Goals
[1] Rewrite the shark fishing thread below between "# Hoping for" and "4-6 ft shark?", inclusive, changing "June" to "July".
[2] Which reel is named in the gear list in the shark fishing thread below?
[3] Pick up the shark fishing thread below at its last line and write what comes next.

# Hoping for mid-size shark, how does my gear stack up?



## bahnburner (Mar 1, 2013)

I'll be down in June, and I'm wanting to do some sharking. Here's what I've picked up so far. Is there anything else I need, or anything that's not up to snuff for a 4-6 ft shark?

15" heavy action surf rod
Penn Senator 6/0
80lb Power Pro
200lb Malin single wire steel leader
#1/0 barrel swivels (510lb test)
Mustad 16/0 Circle Hooks
3-5oz pyramid weights


----------



## Captdroot (Jan 18, 2012)

*How big are your balls?*

Good luck!


----------



## Realtor (Oct 1, 2007)

That's more than enough....


----------



## bahnburner (Mar 1, 2013)

Awesome. I'm so ready to get down there. I've got a trout fishing trip in the Ozarks next weekend, and then I'll be in Pensacola in a month.


----------



## AVIDfisherman (Jan 31, 2013)

Data segment
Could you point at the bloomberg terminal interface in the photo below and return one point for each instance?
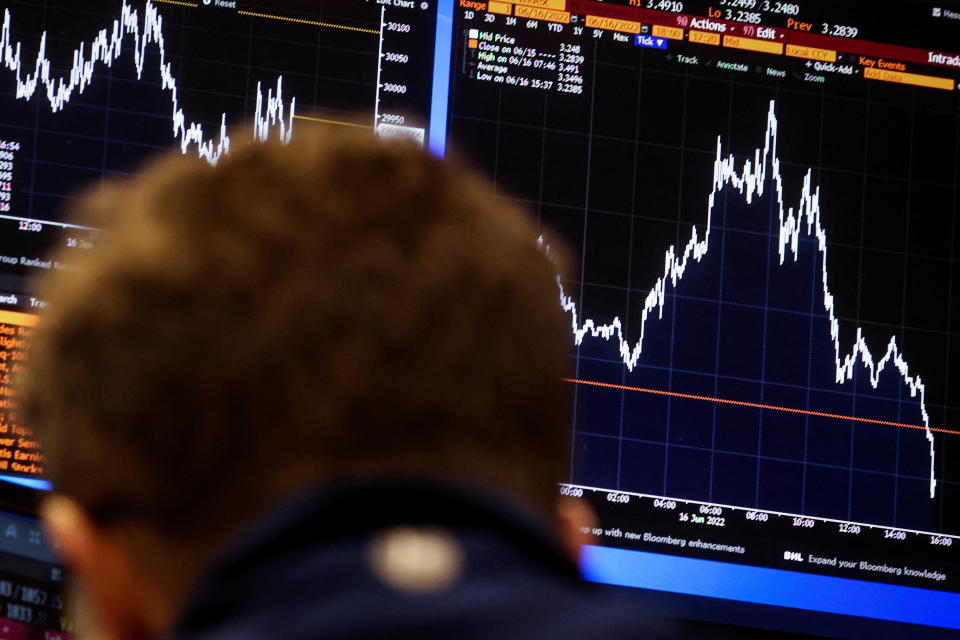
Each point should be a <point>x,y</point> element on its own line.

Answers to each task
[1]
# Hoping for mid-size shark, how does my gear stack up?



## bahnburner (Mar 1, 2013)

I'll be down in July, and I'm wanting to do some sharking. Here's what I've picked up so far. Is there anything else I need, or anything that's not up to snuff for a 4-6 ft shark?

[2] A Penn Senator 6/0.

[3]
If i were you id use 7 strand leader. If that single strand kinks. It will break.


----------



## Jason (Oct 2, 2007)

Realtor said:


> That's more than enough....


Yessir.....I've caught 5-5.5 footers on surf gear.


----------



## salt-life (Feb 20, 2012)

AVIDfisherman said:


> If i were you id use 7 strand leader. If that single strand kinks. It will break.


Ive caught many sharks in one night using the same single strand leader. Youll be fine bud


----------



## bahnburner (Mar 1, 2013)

salt-life said:


> Ive caught many sharks in one night using the same single strand leader. Youll be fine bud


Good to hear, I went with the single strand so I can just tie a haywire knot and avoid buying thimbles, barrel crimps and a crimper.


----------



## devinsdad (Mar 31, 2010)

:whistling:15" rod?


----------



## bahnburner (Mar 1, 2013)

devinsdad said:


> :whistling:15" rod?


Derp, I posted the OP from my phone. A 15' rod would probably work out alot better.


----------



## lowprofile (Jan 6, 2013)

they're right about the single strand. one fish and it can be kinked and break.. trust me, i know... lol. a small spinner or sharp nose twisting in it will tear up single strand. the bigger ones not so much.


----------



## bahnburner (Mar 1, 2013)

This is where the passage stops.